### 課題 1
下の記録の行をすべて書き直し、「chin」を「nose」に置き換えてください。それ以外は変えず、画像は答えに入れないでください。

### 抜粋文
2  あの戦時中、わが学会も荒れ狂う弾圧の火に襲われた。その時に、指導的立場にいる年輩の幹部らは師の牧口初代会長を裏切り、次々に退転していった。「牧口の野郎」などと、忘恩の罵声を吐き残していった人の心は恐ろしいものだ
 その無残な敗北者の姿に、牧口先生の弟子たる戸田先生は激怒した。
 保身の老兵など、絶対に信用するな!
 戦後の焼け野原に、ただ一人、決然と立った戸田先生は、若き革命児の出現を待っていた。その熱願の心境を託したのが、あの「同志の歌」である。
  捨つる命は 惜しまねど
  旗持つ若人 何処にか
  富士の高嶺を 知らざるか
  競うて来たれ 速やかに
 私たち若き弟子は、師の前で、幾たびともなく、この歌を歌った。
 師の瞳から、熱い涙がにじみ、こぼれていった。
 歌声に決意の音律が感じられないと、師は「そんな弱々しい声で広宣流布ができるか!」と、我ら青年に向かって烈火のごとく叱った。
 戸田先生は、自分と同じ使命と死を覚悟した広宣流布の闘士をつくり上げたかったのだ。

### 処理用データ
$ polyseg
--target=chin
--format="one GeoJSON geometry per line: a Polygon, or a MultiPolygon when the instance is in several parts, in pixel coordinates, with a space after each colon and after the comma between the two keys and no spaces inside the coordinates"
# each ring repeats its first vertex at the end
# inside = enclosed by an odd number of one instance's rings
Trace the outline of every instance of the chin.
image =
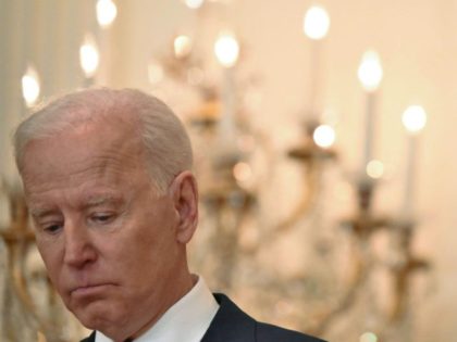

### 課題 2
抜粋文によると、戦後に戸田先生が若き革命児の出現を待つ気持ちを託した歌は何ですか。

### 正解 1
$ polyseg
--target=nose
--format="one GeoJSON geometry per line: a Polygon, or a MultiPolygon when the instance is in several parts, in pixel coordinates, with a space after each colon and after the comma between the two keys and no spaces inside the coordinates"
# each ring repeats its first vertex at the end
# inside = enclosed by an odd number of one instance's rings
Trace the outline of every instance of the nose.
image =

### 正解 2
「同志の歌」です。